_Written task A_
Answer these questions about the grocery shopping post below:
(i) What question did the coworker ask in reply to "I'm grumpy today"?
(ii) What four words follow "Four words:"?
(iii) What bad habit does the post call perhaps worst of all?

_Document section_

★ ★ ★

Confession time guys. I hate grocery shopping. It's a strange subconscious hatred that has only been recently brought to face the light of day. I was telling my coworker "I'm grumpy today" and she said "Are you going grocery shopping after work? You are always grumpy on those days"

It was like a slap in the face.

You know, I am always grumpy when I grocery shop!
Perhaps it's the hordes of shopping carts bumbling & fumbling along the aisles.
Or the people who think that they, by some predestination, deserve to be in line in front of you & will fight you for their god-given right.
Screaming children.
Four words: Old people, self checkout. 

Perhaps worst of all is my own bad habit; not pre-planning a strategic attack. Roaming aimlessly looking for a vegetable side-dish  I could possibly make this week.


So what's a girl to do when grocery shopping has her down?

★ ★ ★

_Available records_
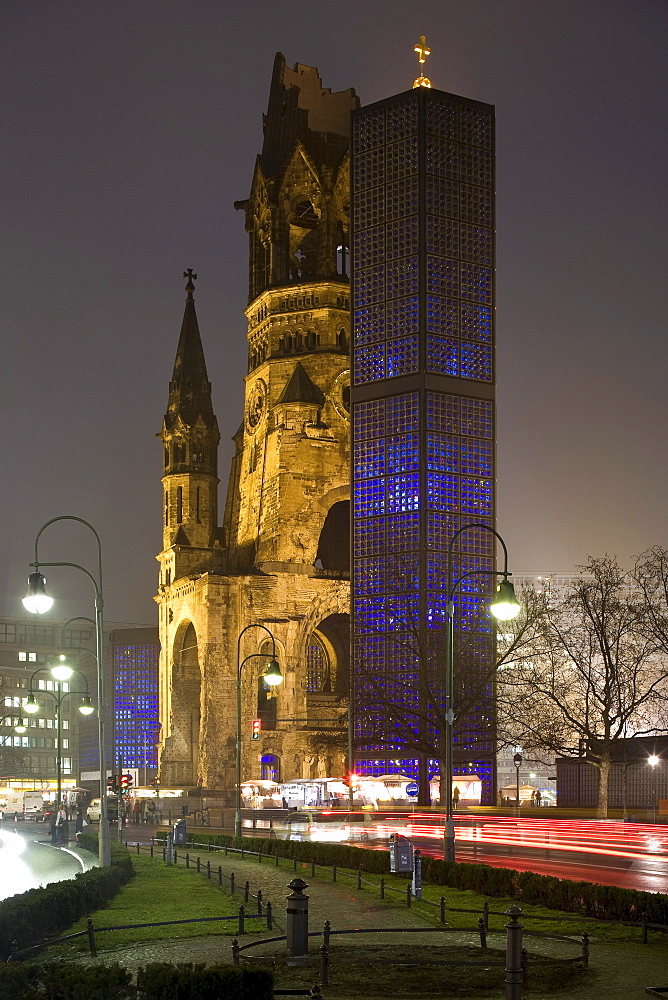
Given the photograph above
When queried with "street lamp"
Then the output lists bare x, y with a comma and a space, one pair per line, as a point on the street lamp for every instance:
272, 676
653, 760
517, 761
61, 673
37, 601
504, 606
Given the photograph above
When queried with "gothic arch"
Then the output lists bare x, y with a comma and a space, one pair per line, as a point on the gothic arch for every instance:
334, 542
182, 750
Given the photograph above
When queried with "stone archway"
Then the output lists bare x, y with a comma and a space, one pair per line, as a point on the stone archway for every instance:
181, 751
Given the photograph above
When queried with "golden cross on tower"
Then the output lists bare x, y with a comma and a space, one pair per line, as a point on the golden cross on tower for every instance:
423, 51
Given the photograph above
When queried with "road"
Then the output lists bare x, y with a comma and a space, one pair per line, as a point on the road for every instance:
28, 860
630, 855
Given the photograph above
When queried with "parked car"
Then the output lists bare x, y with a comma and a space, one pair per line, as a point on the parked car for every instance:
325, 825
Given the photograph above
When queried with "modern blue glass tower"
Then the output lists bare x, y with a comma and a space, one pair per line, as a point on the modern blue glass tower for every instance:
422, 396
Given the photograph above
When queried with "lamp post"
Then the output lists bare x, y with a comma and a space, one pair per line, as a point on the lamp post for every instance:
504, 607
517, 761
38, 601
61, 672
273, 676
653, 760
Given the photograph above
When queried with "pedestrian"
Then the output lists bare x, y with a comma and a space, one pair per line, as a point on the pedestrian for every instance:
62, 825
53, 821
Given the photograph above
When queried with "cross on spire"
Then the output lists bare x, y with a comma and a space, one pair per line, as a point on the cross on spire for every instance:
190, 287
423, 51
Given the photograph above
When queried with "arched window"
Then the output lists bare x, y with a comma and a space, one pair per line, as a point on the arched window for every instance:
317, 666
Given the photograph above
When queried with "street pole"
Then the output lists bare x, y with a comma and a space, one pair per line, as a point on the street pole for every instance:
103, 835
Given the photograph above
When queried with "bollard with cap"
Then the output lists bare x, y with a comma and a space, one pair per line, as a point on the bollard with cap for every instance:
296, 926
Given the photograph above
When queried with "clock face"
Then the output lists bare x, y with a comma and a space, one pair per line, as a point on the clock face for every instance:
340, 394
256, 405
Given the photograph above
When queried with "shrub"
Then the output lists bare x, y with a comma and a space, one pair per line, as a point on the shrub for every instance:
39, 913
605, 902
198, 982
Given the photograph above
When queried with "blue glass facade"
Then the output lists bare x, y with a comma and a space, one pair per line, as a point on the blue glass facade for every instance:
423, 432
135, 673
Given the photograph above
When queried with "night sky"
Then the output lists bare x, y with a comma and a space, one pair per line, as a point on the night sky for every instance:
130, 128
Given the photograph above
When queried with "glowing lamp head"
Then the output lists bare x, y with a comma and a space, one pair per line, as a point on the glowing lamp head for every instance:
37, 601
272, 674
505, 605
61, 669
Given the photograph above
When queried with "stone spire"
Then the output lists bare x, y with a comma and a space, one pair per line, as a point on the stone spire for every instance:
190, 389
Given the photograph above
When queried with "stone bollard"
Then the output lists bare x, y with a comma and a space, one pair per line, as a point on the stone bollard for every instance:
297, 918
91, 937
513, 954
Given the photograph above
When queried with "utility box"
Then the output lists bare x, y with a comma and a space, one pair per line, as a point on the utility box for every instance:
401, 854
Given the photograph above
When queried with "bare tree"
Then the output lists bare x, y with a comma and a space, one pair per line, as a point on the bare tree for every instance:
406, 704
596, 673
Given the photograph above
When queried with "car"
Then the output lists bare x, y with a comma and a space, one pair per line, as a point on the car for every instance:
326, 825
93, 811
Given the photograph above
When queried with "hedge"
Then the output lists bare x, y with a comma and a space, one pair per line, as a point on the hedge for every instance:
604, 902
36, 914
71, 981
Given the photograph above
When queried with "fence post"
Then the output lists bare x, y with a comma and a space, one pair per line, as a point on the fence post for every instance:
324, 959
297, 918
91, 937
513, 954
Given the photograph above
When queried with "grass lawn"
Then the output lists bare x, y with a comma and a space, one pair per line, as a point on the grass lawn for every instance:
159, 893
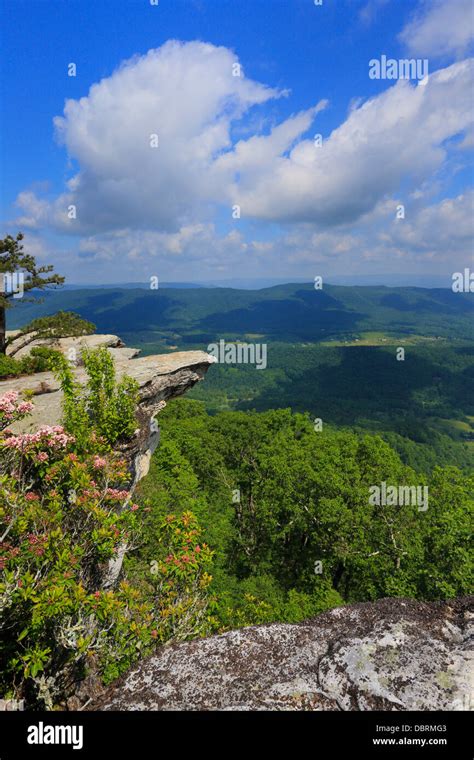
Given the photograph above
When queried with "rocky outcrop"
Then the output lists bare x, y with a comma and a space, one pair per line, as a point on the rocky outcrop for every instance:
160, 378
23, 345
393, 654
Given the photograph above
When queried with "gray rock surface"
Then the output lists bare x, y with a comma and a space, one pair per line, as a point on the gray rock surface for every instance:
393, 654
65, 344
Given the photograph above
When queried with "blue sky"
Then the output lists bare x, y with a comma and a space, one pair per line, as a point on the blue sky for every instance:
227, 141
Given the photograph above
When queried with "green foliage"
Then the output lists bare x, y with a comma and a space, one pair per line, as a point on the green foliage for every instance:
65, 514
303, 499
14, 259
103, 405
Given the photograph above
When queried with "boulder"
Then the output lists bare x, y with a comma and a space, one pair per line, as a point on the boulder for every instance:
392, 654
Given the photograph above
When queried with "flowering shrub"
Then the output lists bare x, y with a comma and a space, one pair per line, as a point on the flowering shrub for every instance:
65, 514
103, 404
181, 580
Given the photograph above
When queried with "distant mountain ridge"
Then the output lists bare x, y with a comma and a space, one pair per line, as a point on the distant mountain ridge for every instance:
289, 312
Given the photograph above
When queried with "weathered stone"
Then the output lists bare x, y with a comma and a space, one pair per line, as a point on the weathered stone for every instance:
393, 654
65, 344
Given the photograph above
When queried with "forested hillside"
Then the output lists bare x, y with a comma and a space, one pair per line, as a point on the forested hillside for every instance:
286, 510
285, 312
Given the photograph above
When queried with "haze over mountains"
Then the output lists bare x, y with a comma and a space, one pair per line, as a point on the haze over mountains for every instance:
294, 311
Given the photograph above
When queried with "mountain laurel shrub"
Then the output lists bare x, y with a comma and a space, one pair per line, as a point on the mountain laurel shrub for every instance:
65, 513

★ ★ ★

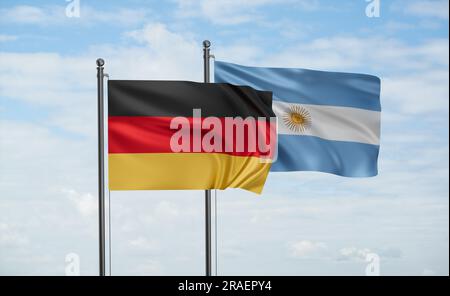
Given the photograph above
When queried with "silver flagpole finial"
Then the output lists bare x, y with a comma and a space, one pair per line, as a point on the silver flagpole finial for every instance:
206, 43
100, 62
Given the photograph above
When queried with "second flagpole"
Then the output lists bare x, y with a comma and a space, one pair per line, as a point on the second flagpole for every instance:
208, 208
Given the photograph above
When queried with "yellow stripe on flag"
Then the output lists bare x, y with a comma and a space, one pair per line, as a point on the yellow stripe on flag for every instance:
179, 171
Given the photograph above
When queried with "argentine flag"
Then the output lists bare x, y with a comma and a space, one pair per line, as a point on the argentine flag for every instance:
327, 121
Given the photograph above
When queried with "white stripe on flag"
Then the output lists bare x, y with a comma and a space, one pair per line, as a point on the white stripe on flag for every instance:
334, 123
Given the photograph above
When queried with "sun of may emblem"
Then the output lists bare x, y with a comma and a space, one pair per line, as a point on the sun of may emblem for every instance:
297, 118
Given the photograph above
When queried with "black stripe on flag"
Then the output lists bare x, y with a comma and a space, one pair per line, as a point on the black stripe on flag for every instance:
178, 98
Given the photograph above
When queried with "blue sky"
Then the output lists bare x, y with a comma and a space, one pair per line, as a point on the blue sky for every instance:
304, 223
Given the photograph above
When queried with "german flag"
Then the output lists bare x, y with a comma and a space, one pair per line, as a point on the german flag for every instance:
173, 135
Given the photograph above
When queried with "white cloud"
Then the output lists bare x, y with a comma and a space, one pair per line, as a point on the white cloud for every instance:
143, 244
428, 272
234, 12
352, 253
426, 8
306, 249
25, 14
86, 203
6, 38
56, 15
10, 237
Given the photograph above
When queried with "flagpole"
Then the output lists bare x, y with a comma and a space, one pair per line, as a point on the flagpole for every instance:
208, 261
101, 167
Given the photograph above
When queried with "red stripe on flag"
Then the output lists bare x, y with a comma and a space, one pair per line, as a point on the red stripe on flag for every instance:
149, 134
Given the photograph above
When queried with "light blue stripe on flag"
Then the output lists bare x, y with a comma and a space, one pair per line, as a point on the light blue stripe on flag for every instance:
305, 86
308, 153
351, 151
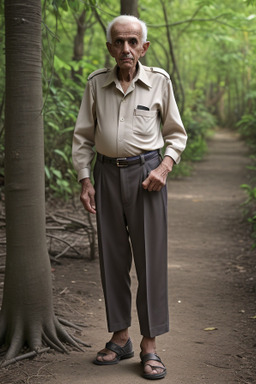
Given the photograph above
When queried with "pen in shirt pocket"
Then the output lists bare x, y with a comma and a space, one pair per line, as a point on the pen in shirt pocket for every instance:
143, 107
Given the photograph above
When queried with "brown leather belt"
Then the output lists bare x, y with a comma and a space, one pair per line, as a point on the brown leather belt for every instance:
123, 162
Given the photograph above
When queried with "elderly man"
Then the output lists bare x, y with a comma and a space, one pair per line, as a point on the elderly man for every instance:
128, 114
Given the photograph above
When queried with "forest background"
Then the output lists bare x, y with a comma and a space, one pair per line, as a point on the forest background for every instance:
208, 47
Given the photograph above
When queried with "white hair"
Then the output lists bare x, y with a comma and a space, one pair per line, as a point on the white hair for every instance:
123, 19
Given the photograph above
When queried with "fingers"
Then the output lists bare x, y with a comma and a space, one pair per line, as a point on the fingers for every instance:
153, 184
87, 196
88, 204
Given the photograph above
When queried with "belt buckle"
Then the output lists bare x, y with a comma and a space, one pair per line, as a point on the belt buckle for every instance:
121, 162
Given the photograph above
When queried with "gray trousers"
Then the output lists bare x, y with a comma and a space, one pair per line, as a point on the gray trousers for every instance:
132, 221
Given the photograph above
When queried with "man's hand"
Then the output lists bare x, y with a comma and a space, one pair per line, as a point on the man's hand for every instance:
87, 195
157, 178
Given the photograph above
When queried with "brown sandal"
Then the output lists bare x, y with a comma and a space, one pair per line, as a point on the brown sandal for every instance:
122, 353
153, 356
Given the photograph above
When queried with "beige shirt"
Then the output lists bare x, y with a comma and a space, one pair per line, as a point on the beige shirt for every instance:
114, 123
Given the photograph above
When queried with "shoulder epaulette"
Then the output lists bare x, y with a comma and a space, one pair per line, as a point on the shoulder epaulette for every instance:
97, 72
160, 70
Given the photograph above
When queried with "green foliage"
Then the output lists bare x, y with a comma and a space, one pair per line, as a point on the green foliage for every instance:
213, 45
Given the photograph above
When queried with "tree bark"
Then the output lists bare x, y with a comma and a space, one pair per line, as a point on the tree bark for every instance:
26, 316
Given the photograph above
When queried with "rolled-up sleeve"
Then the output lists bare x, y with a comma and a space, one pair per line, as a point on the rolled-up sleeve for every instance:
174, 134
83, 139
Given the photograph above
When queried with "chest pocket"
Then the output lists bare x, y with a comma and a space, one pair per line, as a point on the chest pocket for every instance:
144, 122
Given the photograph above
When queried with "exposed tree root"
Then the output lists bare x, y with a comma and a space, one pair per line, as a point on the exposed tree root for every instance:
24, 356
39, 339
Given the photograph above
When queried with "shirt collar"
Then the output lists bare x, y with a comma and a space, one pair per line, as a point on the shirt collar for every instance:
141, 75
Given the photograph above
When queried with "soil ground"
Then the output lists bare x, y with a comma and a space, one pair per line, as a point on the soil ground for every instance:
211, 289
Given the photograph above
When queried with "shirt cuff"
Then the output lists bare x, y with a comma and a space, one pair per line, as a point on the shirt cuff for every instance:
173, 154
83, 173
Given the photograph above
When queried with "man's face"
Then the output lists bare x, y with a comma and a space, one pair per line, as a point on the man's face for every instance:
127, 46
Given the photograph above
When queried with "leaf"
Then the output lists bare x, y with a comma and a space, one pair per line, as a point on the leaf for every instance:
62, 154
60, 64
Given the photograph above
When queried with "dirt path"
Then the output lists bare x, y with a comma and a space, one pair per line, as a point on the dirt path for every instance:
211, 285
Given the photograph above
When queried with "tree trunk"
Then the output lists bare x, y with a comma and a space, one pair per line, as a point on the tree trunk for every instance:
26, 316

★ ★ ★

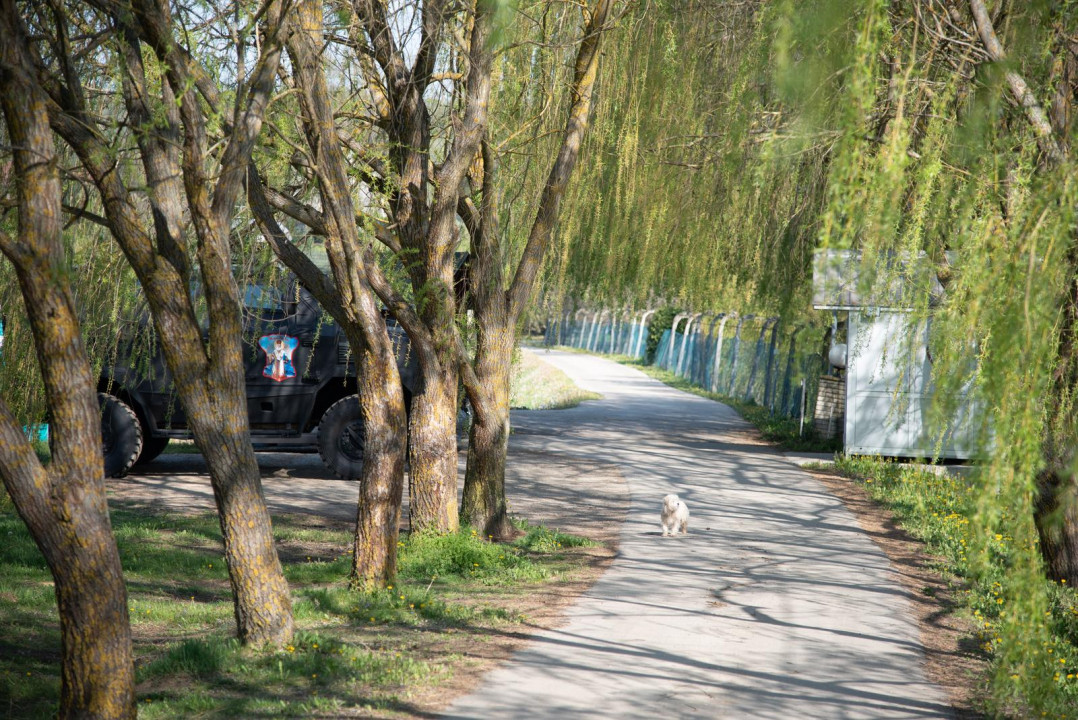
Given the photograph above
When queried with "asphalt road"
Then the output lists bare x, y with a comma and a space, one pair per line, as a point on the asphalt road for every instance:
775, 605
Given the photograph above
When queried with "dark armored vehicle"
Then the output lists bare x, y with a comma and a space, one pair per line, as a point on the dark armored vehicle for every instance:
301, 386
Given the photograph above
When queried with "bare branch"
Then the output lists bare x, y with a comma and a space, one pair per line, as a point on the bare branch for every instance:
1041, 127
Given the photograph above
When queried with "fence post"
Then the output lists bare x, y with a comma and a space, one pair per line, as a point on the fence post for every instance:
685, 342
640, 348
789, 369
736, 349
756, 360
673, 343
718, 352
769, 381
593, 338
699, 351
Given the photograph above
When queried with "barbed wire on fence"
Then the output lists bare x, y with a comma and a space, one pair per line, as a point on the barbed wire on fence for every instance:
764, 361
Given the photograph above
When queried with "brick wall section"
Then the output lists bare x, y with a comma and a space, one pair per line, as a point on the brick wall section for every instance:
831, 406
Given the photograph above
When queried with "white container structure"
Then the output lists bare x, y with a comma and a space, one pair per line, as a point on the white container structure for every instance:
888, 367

★ ★ ★

_Written task B_
Locate every line in the listing above that contains the string "yellow", and copy each such line.

_Full solution A_
(i) "Are you going grocery shopping after work?"
(ii) Old people, self checkout.
(iii) Not pre-planning a strategic attack.

_Full solution B_
When queried with "yellow stripe on flag"
Then the output lists bare x, y with a comma and a space, one pair per line, as a point on the yellow stripe on flag for every instance:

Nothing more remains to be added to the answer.